(Stored data)
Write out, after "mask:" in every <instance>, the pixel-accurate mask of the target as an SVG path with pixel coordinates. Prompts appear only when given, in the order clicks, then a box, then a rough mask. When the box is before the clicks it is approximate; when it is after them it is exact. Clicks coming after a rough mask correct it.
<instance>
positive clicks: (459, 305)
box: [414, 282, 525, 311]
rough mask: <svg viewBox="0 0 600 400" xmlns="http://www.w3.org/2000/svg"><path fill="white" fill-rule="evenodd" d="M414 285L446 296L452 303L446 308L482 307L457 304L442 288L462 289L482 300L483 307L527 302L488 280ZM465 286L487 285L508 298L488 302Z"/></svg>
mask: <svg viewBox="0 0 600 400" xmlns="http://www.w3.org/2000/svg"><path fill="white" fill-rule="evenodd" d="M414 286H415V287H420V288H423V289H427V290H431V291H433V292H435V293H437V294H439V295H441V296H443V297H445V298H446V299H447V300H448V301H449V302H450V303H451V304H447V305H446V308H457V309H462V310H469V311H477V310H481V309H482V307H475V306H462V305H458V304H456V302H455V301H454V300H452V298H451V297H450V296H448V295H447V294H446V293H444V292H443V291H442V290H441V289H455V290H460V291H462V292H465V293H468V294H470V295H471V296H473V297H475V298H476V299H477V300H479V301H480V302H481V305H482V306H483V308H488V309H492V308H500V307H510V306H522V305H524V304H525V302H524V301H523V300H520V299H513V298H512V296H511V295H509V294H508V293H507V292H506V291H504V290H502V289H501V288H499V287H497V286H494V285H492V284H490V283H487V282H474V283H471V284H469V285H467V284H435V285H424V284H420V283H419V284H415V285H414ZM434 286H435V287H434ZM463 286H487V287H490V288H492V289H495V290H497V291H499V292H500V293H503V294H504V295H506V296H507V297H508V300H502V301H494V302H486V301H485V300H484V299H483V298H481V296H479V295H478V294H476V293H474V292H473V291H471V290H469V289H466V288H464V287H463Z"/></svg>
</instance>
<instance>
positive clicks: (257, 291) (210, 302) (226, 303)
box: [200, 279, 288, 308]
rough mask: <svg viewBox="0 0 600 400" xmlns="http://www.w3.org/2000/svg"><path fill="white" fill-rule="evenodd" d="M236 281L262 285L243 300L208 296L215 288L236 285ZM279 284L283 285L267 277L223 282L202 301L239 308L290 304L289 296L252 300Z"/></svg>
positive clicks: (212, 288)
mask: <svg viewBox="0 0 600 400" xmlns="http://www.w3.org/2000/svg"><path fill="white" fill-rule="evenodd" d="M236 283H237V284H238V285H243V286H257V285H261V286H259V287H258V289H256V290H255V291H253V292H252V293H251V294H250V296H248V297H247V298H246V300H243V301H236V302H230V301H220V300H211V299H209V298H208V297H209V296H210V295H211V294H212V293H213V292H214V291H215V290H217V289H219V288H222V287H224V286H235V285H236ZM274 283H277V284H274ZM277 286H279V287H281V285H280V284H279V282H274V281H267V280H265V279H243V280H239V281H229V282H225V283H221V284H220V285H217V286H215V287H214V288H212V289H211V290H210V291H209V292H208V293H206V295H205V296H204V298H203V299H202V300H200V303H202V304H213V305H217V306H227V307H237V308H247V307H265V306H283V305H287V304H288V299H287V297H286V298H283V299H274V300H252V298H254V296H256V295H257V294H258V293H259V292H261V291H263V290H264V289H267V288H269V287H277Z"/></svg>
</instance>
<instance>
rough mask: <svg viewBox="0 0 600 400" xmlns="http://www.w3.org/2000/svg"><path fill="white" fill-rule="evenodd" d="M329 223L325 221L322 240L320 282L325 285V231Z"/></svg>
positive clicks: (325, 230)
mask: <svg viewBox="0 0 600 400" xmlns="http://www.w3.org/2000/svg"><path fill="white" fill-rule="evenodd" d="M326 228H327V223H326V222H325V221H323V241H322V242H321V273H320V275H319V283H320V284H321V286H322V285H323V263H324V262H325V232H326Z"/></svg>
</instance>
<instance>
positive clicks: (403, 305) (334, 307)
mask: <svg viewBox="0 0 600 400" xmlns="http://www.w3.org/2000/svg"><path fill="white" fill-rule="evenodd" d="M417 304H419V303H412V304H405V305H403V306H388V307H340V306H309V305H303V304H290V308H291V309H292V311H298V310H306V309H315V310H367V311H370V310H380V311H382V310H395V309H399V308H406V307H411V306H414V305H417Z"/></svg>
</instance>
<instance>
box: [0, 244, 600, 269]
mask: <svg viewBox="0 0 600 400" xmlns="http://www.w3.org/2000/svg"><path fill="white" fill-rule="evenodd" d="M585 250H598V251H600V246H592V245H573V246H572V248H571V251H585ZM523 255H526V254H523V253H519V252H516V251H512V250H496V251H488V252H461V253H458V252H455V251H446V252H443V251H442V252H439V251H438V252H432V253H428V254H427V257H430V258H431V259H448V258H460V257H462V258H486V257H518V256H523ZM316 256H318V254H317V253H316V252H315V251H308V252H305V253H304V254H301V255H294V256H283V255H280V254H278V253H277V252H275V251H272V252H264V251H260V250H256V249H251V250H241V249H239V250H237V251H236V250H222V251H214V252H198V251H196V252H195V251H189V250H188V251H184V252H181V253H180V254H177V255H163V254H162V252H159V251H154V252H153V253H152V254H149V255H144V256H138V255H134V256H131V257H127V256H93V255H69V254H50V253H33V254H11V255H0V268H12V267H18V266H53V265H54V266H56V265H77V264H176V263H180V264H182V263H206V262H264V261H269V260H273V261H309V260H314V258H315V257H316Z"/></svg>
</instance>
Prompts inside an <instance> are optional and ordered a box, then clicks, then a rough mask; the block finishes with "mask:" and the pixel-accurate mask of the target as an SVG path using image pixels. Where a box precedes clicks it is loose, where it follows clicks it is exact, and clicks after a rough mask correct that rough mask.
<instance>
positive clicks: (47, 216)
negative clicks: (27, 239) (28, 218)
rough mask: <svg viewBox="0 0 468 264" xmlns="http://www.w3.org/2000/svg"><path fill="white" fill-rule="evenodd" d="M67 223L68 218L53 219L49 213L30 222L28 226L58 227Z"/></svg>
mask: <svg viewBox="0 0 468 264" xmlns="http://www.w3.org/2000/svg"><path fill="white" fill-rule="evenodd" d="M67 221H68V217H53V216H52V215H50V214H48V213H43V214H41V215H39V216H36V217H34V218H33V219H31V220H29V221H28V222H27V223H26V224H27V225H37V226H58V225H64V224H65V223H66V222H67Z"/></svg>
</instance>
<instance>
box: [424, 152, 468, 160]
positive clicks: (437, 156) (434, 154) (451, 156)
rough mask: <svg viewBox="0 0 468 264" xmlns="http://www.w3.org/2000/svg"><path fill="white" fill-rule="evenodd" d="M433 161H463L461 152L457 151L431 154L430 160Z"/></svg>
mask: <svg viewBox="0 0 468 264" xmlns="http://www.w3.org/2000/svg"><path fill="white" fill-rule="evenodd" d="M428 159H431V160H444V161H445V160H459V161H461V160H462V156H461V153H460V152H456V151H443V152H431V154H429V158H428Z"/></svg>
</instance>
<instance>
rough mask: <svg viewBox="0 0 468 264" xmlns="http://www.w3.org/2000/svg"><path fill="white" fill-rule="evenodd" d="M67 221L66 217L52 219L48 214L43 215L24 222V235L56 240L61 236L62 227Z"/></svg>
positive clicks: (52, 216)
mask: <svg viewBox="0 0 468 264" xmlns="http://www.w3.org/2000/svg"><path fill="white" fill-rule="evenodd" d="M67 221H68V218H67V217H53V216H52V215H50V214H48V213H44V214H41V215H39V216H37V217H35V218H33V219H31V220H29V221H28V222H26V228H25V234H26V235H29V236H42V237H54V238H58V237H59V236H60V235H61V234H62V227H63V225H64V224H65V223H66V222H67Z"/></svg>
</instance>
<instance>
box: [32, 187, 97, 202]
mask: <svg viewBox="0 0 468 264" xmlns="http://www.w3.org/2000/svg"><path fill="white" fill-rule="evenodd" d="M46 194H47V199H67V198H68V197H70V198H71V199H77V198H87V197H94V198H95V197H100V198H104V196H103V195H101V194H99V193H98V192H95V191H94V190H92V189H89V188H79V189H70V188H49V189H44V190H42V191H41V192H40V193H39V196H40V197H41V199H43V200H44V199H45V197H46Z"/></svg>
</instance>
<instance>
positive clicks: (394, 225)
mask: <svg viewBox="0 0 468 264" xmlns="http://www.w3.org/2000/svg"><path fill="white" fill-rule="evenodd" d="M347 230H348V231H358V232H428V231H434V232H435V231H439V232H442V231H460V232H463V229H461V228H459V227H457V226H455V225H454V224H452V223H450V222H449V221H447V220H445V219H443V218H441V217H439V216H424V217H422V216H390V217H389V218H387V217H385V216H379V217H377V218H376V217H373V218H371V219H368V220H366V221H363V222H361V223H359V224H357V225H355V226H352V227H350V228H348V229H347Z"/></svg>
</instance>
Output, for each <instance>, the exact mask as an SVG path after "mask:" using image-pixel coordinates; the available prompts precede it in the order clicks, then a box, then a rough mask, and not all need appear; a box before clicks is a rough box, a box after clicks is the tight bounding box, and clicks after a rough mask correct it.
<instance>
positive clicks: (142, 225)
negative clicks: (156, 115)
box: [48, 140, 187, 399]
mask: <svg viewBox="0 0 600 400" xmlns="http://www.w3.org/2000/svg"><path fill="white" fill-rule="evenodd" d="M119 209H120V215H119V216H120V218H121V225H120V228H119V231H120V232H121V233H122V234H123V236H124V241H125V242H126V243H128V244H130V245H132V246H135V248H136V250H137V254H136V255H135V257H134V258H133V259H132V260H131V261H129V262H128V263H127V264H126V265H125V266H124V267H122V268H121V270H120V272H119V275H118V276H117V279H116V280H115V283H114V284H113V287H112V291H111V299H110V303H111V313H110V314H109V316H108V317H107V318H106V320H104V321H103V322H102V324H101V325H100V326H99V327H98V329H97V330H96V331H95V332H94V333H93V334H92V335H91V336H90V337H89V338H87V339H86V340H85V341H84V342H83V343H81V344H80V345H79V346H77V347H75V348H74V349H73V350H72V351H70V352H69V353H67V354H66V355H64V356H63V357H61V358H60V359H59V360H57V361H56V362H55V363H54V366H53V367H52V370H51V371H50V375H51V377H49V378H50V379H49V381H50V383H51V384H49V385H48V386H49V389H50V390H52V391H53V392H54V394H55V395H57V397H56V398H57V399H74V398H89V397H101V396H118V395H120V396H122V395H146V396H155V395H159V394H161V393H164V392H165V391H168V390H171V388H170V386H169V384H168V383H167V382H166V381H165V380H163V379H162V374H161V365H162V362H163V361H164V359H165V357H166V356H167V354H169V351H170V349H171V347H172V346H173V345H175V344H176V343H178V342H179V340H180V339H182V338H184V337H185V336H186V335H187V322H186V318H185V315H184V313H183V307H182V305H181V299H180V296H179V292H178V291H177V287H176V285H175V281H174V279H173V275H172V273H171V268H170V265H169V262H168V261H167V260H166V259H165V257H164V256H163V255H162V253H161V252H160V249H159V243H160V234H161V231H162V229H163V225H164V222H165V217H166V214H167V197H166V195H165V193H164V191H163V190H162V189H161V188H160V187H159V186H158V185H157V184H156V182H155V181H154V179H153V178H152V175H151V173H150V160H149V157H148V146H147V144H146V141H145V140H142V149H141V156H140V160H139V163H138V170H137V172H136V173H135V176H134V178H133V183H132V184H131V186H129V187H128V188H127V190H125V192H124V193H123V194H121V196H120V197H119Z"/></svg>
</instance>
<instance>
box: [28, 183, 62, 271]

• _What is needed_:
How many lines in the rows contain the string "target"? Reply with the number alone.

• _Result_:
2